▶ **TASK REQUIREMENTS**:
A - From the LED voltage indicator thread, set down verbatim the passage starting at "The problem that" and ending at "get it working.".
B - Using the LED voltage indicator thread, state whether each statement agrees with it, answering yes or no and quoting the deciding words: (i) the resistors between the 317 output and the LEDs are 330Ω; (ii) the generator takes about ten seconds to reach 7 volts; (iii) the LM317 is set to output 5 volts.

▶ **TEXT EXTRACT**:
--*--
What voltages are you trying to detect and operate at? What is the LM317 output voltage set to?
 
Please provide the resistor values.
 
I was hoping that the last LED would light up at around 13 volts and the first one would light up around 5-8 volts. I have the 317 set up to put out 3 volts, so that means that after the voltage drop from the diode bridge, the required input voltage would have to be around 5.6 volts. The generator usually gets up to 13 volts without any problems. Low voltages shouldn't be a problem because it gets up to 7 volts very fast (within 2 seconds) and continues to rise to about 13.
 
The resistors from the output of the 317 to the LED's are 330Ω. The resistors in the series connected to the + inputs on the 339 are 1000Ω. Both of the potentiometers are 1000Ω.
 
I just realized that by switching the + and - inputs on the lm339, it would make the LED's light up in order instead of going out in order but if anyone notices anything else that might be causing it to mess up, please let me know.

The problem that I'm having is that they either all are on or all are off. I've been testing it with DC current where I take the diode bridge totally out of the equation and use a +9V supply instead, just to simplify things until I get it working.

This isn't due until this coming Tuesday, but I would like to get it out of the way soon.
 
Replace the opamp chip and regulator with just 4 NPN transistors, then a 2 resistor voltage divider sets the voltage where each transistor turns on.

That will be simpler and more reliable than trying to run a quad opamp from a varying voltage that it is also trying to measure.
--*--
Pointing and labeling entries
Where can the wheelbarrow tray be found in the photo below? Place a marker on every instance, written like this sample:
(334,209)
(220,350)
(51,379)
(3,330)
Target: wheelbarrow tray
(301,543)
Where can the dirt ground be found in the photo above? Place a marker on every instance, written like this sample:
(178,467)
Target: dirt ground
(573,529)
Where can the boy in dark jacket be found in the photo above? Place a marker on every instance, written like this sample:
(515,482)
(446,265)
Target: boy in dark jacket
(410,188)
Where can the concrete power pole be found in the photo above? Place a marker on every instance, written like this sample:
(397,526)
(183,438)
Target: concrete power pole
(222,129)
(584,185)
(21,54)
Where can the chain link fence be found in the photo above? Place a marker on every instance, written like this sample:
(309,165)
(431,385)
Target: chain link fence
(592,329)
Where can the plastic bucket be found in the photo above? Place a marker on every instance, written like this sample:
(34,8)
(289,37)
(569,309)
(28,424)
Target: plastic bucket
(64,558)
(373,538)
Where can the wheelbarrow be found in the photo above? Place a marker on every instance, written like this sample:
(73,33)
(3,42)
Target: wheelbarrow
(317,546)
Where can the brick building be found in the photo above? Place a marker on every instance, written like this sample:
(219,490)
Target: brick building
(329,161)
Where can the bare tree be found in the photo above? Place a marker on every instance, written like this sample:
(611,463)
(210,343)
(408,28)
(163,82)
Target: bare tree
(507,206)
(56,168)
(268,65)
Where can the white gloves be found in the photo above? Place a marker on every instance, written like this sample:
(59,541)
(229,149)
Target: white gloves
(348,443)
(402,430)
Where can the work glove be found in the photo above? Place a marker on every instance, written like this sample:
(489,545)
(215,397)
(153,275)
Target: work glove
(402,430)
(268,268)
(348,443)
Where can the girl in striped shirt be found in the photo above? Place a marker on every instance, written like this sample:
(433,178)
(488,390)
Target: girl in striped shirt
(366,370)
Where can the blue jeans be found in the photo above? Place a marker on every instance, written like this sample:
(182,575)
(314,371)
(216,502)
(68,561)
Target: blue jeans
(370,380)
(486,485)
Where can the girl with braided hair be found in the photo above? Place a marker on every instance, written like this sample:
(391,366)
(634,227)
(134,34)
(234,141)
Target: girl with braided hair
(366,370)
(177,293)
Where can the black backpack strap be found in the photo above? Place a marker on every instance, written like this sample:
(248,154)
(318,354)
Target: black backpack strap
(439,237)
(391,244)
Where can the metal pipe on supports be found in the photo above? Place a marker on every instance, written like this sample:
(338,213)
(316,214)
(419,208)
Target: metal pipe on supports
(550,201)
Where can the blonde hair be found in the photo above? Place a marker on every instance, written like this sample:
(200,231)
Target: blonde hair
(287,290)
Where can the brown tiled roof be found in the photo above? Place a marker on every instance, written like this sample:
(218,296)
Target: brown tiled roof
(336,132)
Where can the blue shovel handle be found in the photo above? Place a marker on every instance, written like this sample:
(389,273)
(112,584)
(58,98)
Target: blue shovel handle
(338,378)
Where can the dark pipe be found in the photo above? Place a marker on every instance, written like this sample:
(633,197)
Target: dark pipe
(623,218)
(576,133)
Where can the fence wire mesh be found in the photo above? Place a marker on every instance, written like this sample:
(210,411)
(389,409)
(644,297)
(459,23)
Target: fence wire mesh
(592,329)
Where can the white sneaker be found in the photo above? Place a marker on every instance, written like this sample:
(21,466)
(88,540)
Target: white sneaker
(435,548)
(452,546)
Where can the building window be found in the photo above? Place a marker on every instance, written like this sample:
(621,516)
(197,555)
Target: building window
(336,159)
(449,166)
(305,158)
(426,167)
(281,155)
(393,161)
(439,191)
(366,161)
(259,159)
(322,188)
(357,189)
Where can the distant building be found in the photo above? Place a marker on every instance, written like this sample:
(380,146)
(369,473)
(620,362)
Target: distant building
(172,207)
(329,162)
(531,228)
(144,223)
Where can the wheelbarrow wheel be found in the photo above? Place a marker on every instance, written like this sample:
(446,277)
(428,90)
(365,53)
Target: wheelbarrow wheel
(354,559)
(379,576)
--*--
▶ **RESPONSES PER TASK**:
A -
The problem that I'm having is that they either all are on or all are off. I've been testing it with DC current where I take the diode bridge totally out of the equation and use a +9V supply instead, just to simplify things until I get it working.

B -
(i) Yes: "The resistors from the output of the 317 to the LED's are 330Ω."
(ii) No: "it gets up to 7 volts very fast (within 2 seconds)"
(iii) No: "I have the 317 set up to put out 3 volts"